Listed entries:
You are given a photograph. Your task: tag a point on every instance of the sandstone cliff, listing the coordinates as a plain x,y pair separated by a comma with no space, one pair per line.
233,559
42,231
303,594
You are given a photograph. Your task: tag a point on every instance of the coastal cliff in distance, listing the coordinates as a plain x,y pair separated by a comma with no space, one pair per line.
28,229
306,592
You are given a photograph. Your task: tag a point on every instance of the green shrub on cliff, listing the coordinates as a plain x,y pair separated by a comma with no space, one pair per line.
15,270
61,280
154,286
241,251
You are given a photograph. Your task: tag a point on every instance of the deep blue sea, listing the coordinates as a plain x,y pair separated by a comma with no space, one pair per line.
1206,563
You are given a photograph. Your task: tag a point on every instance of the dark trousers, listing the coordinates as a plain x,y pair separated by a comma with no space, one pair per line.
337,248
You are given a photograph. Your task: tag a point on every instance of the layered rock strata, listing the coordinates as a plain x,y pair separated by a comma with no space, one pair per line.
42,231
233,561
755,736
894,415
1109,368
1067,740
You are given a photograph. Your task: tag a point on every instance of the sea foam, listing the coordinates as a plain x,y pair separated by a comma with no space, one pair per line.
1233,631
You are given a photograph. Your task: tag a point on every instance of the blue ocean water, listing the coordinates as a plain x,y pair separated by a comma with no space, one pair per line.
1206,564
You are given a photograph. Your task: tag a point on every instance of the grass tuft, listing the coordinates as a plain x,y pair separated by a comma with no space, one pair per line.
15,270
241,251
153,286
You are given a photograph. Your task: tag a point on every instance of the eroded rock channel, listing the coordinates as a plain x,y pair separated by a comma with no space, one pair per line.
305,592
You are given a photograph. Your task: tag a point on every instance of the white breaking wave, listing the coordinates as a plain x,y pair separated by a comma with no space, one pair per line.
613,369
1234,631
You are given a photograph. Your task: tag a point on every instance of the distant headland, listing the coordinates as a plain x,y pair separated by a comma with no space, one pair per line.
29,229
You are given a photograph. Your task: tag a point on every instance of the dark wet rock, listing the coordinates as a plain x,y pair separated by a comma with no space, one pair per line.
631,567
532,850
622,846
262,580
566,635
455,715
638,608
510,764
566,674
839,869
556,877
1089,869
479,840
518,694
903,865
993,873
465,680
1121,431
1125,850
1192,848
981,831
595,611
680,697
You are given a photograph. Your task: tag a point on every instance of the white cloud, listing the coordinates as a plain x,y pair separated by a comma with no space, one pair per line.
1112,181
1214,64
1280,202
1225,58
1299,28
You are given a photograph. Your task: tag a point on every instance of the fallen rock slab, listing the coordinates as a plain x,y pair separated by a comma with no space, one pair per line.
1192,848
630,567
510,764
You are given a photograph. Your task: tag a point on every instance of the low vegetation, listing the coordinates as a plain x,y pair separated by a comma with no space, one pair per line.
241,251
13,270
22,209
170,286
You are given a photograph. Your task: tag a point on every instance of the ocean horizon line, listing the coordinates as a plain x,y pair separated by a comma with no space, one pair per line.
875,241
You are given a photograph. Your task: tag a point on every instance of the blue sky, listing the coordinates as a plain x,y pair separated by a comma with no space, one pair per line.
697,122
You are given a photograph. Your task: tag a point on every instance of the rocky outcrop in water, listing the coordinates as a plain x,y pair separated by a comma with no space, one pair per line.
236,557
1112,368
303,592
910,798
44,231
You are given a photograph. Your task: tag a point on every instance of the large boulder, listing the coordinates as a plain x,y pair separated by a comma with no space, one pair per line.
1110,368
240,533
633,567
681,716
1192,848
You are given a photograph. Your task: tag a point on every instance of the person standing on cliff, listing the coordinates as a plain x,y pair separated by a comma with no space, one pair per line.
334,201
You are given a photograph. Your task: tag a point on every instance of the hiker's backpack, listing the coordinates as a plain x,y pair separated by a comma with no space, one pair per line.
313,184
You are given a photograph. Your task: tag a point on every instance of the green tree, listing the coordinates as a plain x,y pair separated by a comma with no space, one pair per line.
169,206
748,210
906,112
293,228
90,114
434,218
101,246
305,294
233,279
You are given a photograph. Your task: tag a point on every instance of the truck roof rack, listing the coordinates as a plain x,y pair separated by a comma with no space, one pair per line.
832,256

Exercise brief: Word for word, retype each record.

Solution:
You are given a photograph. Your task: tag a point on every instance of the sandstone cliff, listing the coordinates as a plain x,y pair separated by a comma with no space, one pair per line.
233,559
42,231
303,594
You are given a photograph. Your task: tag a point on every instance of the coastal cliff in distance, listing the coordinates as a plain x,y pair separated by a comma with no space, one pair per line.
28,229
306,592
You are given a photograph. Your task: tag a point on every instance of the green shrub on cliff, listing the coordinates as a plain x,y pair separated by a comma with no space, one pair per line.
15,270
61,280
154,286
241,251
You are given a photograph. Your task: tag a point on every instance of the deep blue sea, listing the coordinates as a plain x,y pair separated by a comma with no space, one pair per line.
1206,563
You are given a photograph. Your task: tag a point on every instance of the dark trousers, listing the coordinates as a plain x,y pair separated by a comma with no space, one pair per line.
337,248
You are given a photograph. Your task: tag a point on every instance of the layered rock strata, listing the coordinates as a plain x,y pair separated by a comma with no space, one pair per line.
42,231
233,561
755,736
894,415
1109,368
1067,740
You are given a photograph. Your task: tag a point on every instance of the sea foam, listing the coordinates as a plain x,y pair separated by a comma with no space, one pair per line.
1233,631
You are given a photograph. Your task: tag a point on every instance of the blue ocean water, listing the coordinates as a plain x,y pair separated by a comma with no space, one pair per line.
1206,564
You are given a photograph. Your task: tag a point on every instance of the grass tuft, listing the coordinates as a plain x,y pair separated by a comma with no space, one pair per line.
15,270
241,251
153,286
You are given a photograph. Your task: tag a point on every instance of the eroded rock channel, listing the coordinates as a plain x,y pair separated by a comma with no space, one pair per line.
305,592
You are given a photograph. Your task: tag a point on every instance of the white breaking wave, listing the coordinates as a plain x,y pair separated by a comma with no space, one pair per line.
613,369
1234,631
You are given a photograph. Your task: tag a point on every instance of the distant headland, listing the coordinates as a plain x,y pair separated by a comma with no space, one pair per line.
29,229
You are given a photograph. Your task: tag a point on every instance of the dark wet rock, listing the coordinates as a plain x,y pair separated by a comma with no space, one pair per line.
631,567
532,850
622,846
262,580
566,635
455,715
638,608
510,764
566,674
839,869
556,877
1089,869
479,840
518,694
903,865
993,873
465,680
1121,431
1125,850
1192,848
981,831
595,611
680,697
You are given a photograph. Your task: tag a point on every instance of the white cloud, listing the coordinates as a plain x,y pair separated by a comma with no space, one pair per line.
1112,181
1214,64
1280,202
1225,58
1299,28
You are given a photograph. Your task: tag a point on every instance of the fallen rock slab, listing the coordinates as a plain x,y pair separated by a comma with no space, one pair per line.
1192,848
630,567
510,764
You are given a photograph. Your task: tag a point on every instance of the low vegetation, listing the coordinates as a plain x,y pair separated by a comma with no space, one pair per line.
241,251
13,270
22,209
170,286
You are given a photograph. Your task: tag a point on every instance of the ocean horizon line, listing the coordinates as a plain x,y pair separated by a comma with no space, one pair per line.
875,241
You are given a photograph. Your task: tag a point on every instance of the blue sky, listing the coordinates as a plain x,y pair separated by a comma with no space, one pair per line.
697,122
You are given a photograph. Your task: tag a point on every instance of the rocky outcrop in water, listing the coordinates as a plain x,y pair separated by a comma with no space, one pair per line.
236,557
1112,368
303,592
910,798
44,231
You are given a photograph. Your task: tag a point on every instance of the large boulder, listing the coordinates as a plain x,y pair separated by a comma with no space, one pair per line.
1110,368
240,533
633,567
681,716
1192,848
You are given a photograph. Your task: tag a point on every instance of the person standing on cliff, listing the coordinates as a plain x,y pair separated by a comma with no space, one pair per line.
334,201
You are given a photograph. Your task: tag a point on every instance of the hiker's backpack, listing the coordinates as a plain x,y pair separated by a comma with no space, one pair per line.
313,184
You are given a photograph. Your task: tag a point on every instance of the green tree, listing the coordinates as a plain x,y pair separated by a comma with no space, one pair per line.
169,206
748,210
906,112
293,228
90,114
434,218
101,246
305,294
233,279
You are given a photograph. Your task: tag a point on every instance of the truck roof rack, listing the coordinates as a plain x,y pair separated by a comma with no space, one pair per line.
832,256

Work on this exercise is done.